• _WORK TO DO_
Copy out the items below, putting "Inspect" in place of every "Spot-check" and changing nothing else.

"""

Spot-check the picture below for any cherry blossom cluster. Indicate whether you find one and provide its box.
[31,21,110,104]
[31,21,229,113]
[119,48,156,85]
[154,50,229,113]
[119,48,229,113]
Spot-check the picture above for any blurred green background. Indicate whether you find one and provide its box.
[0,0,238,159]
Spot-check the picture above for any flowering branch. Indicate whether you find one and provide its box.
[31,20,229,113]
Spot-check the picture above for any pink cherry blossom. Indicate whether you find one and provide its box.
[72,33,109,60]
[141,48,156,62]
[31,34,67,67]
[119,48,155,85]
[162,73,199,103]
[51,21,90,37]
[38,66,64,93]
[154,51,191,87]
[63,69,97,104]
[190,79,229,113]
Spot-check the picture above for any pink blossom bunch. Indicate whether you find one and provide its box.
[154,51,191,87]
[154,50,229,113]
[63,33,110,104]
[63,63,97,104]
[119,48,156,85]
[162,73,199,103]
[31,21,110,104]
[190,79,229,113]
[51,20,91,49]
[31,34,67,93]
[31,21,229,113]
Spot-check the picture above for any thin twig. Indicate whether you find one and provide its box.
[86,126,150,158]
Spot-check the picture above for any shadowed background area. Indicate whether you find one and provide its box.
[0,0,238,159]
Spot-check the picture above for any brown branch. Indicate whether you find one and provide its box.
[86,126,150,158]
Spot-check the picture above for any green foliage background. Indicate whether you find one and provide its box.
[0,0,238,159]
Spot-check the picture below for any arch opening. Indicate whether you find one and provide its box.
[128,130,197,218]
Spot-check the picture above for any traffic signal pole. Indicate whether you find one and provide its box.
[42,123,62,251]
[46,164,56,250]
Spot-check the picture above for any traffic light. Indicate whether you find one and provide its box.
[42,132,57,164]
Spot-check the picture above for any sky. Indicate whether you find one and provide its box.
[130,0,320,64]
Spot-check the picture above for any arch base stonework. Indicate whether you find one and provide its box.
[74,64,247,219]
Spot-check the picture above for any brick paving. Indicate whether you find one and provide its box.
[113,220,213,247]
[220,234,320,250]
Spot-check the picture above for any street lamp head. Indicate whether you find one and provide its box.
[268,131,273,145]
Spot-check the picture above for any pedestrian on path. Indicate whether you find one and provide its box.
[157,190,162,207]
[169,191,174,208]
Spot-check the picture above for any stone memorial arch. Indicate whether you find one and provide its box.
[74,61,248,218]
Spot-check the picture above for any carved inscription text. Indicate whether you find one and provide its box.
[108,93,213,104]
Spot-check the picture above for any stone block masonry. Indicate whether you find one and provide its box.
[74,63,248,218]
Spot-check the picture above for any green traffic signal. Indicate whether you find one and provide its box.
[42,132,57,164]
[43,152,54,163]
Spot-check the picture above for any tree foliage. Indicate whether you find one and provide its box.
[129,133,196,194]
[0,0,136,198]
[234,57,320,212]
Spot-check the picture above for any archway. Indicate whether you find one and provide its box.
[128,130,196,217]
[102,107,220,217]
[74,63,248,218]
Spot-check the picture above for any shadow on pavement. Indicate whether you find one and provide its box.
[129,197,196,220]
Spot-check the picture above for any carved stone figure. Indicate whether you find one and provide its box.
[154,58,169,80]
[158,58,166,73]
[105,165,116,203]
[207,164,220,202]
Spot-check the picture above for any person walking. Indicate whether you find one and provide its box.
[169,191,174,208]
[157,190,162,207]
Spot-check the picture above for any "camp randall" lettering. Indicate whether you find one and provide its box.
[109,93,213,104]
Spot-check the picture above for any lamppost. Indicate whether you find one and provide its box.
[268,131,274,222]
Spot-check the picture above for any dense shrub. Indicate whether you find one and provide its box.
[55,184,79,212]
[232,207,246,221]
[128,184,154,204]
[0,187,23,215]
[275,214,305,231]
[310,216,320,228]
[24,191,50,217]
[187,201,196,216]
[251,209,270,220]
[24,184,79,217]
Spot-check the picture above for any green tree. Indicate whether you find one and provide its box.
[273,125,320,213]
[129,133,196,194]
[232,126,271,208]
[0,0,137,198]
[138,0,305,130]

"""

• _EXPECTED ANSWER_
Inspect the picture below for any cherry blossom cluster. Indicate whether you find one and provide its box.
[31,21,110,104]
[31,21,229,113]
[119,48,156,85]
[154,50,229,113]
[119,48,229,113]
Inspect the picture above for any blurred green background. Indicate whether you find one and provide its box.
[0,0,238,159]
Inspect the picture above for any flowering branch. Indicate whether you find one and provide its box.
[31,20,229,113]
Inspect the picture above for any pink cherry blossom. Indicate whether you find one and provide its box.
[72,33,109,60]
[141,48,156,62]
[31,34,67,67]
[119,48,155,85]
[162,73,199,103]
[51,21,90,37]
[38,66,64,93]
[154,51,191,87]
[63,69,97,104]
[190,79,229,113]
Inspect the picture above for any pink blossom bunch. Indicate whether you find one and provide its box.
[154,51,191,87]
[154,50,229,113]
[63,33,110,104]
[63,63,97,104]
[119,48,156,85]
[162,73,199,103]
[31,21,110,104]
[190,79,229,113]
[51,20,91,49]
[31,34,67,93]
[31,21,229,113]
Inspect the picture above for any thin twig. Indicate whether you find one and provide its box.
[86,126,150,158]
Inspect the picture above for any shadowed background area. Indicate whether you find one and provide its box.
[0,0,238,159]
Inspect the picture above for any brown branch. Indicate whether you find one and provide its box.
[86,126,150,158]
Inspect the picture above for any green foliage background. Indicate whether you find one and provide its box.
[0,0,238,159]
Inspect the picture below for any arch opening. Indicate whether you find one and provide its box.
[128,130,197,218]
Inspect the picture above for any traffic signal pole. Indicate whether you find one and provide its box.
[42,123,62,251]
[46,164,56,250]
Inspect the picture above for any traffic light. Indicate whether you find one and provide its box.
[42,132,57,164]
Inspect the picture above for any sky. Indicate whether you find one and provide its box.
[130,0,320,64]
Inspect the picture above for any arch base stonework. Indicate whether you find one and provide its box.
[74,64,247,219]
Inspect the picture above for any brick paving. Indicate whether you find one and provide its box.
[113,220,213,247]
[220,234,320,250]
Inspect the picture above for any street lamp head. Indicate whether you find one and provide its box.
[268,131,273,145]
Inspect the picture above for any pedestrian on path. Indicate whether you find one and provide its box.
[157,190,162,207]
[169,191,174,208]
Inspect the picture above for any stone memorial arch. Indicate whether you find one and provide its box.
[74,61,248,218]
Inspect the picture above for any carved inscription text. Indicate whether you find one and provide its box.
[108,93,213,104]
Inspect the picture above for any stone block masonry. Indicate whether you find one and provide its box.
[74,63,248,218]
Inspect the picture above for any green traffic signal. Indicate whether you find one and provide its box.
[42,132,57,164]
[43,152,54,163]
Inspect the picture above for any tree foliage. Indicate whether you find one and provide its box.
[129,133,196,194]
[0,0,136,198]
[234,57,320,212]
Inspect the picture above for any archway. Indicate whether you find one and provide its box.
[128,130,196,217]
[102,107,220,217]
[74,63,248,218]
Inspect the picture above for any shadow on pavement. Indicate whether you find one and provide its box.
[129,197,196,220]
Inspect the picture above for any carved stone figure. Indicate whether you find one and provide its box.
[154,58,169,80]
[158,58,166,73]
[105,165,116,203]
[207,164,220,202]
Inspect the picture above for any person walking. Indicate whether you find one and provide its box.
[169,191,174,208]
[157,190,162,207]
Inspect the picture above for any "camp randall" lettering. Indicate whether you find one and provide its box.
[109,93,213,104]
Inspect the picture above for any lamppost. Indicate whether you find one and provide its box.
[268,131,274,222]
Inspect the picture above for any dense shrub. Indicate whether you find one and provide its box.
[55,184,79,212]
[232,207,246,221]
[128,184,154,204]
[0,187,23,215]
[275,214,305,231]
[310,216,320,228]
[24,191,50,217]
[187,201,196,216]
[251,209,270,220]
[24,184,79,217]
Inspect the picture above for any green tree. Indicate whether you find one and provide its box.
[273,125,320,213]
[129,133,196,194]
[232,126,271,208]
[0,0,137,198]
[138,0,305,130]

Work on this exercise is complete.